Problema planteado → Extrae de los ítems siguientes cada línea que contenga la palabra "model" y cópiala tal como aparece.

Datos proporcionados →
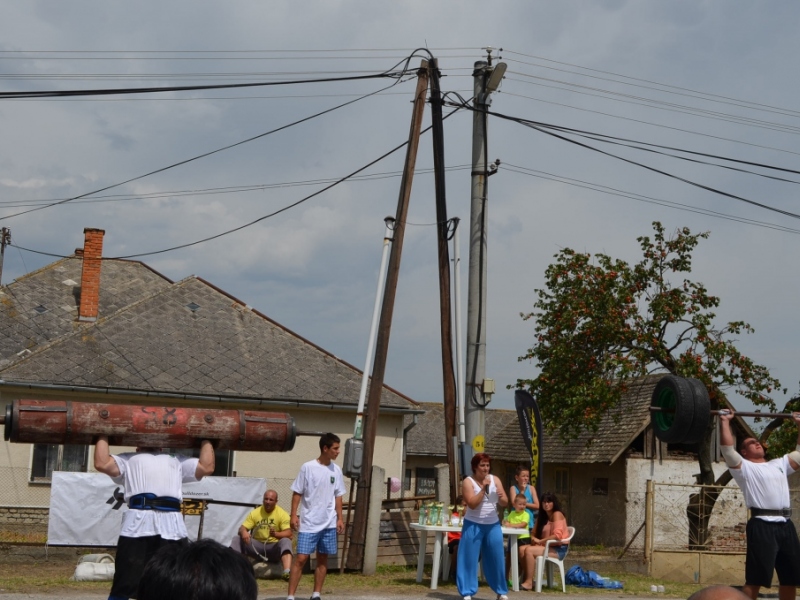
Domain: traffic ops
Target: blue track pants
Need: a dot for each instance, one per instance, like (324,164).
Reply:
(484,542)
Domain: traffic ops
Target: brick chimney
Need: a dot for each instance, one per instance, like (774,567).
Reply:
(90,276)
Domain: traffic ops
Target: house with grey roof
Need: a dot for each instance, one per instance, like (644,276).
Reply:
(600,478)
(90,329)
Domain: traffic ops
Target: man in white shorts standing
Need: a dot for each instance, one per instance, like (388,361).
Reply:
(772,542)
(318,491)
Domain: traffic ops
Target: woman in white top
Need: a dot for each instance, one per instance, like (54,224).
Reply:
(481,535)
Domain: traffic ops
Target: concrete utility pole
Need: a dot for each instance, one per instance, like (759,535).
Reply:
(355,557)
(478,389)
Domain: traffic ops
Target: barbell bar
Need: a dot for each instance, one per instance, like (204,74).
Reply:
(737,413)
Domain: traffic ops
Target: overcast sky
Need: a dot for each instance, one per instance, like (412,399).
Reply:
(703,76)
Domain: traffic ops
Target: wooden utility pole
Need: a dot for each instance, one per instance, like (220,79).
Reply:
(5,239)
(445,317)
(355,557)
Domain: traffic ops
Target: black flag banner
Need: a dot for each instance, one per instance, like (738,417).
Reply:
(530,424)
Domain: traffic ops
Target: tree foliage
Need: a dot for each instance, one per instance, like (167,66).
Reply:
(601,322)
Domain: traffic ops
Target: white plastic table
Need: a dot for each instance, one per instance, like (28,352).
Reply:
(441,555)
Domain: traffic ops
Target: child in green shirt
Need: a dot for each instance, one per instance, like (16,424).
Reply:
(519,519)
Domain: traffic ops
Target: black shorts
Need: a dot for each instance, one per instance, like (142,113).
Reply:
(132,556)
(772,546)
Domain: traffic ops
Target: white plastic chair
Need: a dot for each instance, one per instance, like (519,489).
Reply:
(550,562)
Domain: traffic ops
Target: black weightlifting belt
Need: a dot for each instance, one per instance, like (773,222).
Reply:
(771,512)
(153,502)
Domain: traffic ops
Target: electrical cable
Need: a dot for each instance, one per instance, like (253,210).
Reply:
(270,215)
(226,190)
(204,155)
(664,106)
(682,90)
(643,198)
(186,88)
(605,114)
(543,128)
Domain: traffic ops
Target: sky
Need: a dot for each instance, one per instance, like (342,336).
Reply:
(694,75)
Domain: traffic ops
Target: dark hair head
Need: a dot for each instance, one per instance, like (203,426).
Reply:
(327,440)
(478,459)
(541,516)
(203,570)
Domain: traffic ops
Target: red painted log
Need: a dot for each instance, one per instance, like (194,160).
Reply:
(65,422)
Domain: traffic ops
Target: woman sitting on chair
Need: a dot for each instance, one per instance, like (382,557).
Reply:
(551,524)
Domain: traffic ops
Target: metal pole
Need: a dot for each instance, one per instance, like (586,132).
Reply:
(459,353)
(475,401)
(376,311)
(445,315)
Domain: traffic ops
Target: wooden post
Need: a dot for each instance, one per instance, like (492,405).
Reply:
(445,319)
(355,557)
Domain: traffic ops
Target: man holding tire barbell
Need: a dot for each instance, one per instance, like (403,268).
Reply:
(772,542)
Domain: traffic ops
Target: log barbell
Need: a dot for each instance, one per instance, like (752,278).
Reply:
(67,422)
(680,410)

* * *

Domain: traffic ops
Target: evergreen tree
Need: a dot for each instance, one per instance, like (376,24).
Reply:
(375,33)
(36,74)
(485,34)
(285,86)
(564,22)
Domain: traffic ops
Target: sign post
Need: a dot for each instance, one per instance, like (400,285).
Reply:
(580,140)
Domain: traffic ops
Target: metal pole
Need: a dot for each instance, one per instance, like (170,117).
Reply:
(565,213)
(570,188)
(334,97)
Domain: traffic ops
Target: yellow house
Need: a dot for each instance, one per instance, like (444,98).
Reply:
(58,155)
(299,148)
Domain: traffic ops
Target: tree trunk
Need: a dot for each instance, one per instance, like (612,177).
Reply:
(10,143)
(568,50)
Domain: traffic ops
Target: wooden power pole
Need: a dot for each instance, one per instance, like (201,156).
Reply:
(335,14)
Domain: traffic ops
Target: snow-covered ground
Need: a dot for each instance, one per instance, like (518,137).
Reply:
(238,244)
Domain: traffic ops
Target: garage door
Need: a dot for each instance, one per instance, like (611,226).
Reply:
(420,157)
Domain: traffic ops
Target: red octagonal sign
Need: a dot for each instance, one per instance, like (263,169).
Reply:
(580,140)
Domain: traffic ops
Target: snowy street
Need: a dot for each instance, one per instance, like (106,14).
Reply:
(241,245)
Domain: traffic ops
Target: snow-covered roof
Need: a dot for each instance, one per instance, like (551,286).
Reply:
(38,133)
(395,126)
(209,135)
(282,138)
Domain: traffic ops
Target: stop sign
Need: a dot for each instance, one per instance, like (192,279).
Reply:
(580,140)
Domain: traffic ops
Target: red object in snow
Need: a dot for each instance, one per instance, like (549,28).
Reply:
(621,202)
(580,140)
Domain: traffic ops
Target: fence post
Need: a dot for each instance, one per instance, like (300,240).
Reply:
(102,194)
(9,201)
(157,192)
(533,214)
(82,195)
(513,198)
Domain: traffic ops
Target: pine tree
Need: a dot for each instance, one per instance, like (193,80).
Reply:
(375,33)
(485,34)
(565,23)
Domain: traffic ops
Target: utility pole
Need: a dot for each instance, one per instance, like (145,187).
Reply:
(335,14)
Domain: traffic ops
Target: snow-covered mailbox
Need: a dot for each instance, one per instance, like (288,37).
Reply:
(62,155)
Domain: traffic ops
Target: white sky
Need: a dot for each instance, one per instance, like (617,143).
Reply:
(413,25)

* * *

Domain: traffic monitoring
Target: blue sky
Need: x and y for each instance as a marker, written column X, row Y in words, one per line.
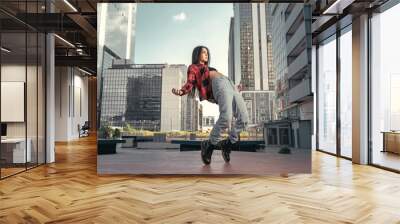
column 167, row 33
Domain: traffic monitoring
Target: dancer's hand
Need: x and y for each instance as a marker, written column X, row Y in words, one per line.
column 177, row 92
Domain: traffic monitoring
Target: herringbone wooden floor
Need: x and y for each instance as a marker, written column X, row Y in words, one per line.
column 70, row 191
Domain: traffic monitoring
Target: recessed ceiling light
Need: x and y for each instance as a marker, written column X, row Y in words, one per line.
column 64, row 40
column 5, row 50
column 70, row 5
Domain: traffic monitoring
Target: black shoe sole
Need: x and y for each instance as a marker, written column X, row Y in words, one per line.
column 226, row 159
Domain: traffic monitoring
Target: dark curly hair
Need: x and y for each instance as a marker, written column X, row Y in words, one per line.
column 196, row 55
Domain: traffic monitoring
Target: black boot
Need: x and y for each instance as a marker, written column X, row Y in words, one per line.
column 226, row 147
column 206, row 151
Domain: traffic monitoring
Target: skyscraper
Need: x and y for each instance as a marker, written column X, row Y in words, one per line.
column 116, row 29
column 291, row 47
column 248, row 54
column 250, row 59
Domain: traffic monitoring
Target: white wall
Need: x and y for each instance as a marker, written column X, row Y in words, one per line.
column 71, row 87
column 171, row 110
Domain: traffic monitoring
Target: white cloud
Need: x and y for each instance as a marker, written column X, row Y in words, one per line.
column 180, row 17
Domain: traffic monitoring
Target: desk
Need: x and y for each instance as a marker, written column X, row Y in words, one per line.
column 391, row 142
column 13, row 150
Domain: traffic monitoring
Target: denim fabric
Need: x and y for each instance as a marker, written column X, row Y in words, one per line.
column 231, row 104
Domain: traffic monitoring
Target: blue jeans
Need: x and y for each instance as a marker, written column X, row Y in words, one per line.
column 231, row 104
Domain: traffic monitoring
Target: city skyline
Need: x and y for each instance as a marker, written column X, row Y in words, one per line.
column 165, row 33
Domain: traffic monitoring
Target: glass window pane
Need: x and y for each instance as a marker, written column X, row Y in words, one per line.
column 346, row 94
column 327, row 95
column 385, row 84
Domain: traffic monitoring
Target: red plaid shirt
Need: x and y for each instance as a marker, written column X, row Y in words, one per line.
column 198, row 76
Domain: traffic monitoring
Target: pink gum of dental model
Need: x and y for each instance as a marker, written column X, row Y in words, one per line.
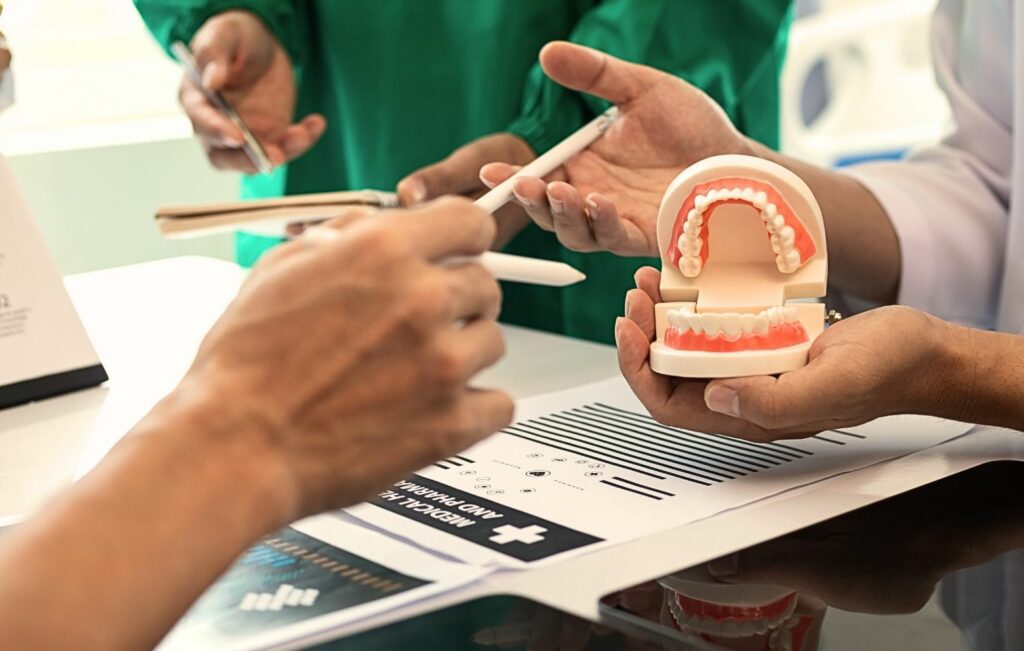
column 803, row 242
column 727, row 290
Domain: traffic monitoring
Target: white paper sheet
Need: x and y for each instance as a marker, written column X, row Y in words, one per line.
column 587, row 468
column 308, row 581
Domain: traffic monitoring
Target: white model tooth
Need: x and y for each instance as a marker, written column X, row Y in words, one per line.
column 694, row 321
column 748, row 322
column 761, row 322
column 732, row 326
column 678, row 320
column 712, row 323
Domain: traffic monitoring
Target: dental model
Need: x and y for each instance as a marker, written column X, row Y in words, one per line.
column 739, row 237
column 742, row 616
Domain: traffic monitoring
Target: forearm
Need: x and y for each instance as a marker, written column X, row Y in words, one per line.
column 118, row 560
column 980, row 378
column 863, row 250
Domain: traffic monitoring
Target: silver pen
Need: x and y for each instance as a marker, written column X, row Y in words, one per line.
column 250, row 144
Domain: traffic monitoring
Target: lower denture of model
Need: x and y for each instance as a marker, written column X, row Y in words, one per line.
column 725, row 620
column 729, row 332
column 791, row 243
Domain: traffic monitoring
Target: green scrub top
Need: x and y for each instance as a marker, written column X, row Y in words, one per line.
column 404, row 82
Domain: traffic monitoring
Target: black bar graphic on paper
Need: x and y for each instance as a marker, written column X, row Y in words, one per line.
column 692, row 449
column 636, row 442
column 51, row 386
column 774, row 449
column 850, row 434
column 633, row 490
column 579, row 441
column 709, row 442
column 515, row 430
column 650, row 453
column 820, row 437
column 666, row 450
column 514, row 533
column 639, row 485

Resultado del ejercicio →
Target: pink gum of dental model
Target: white model tooth
Target: dental model
Target: lower denture of model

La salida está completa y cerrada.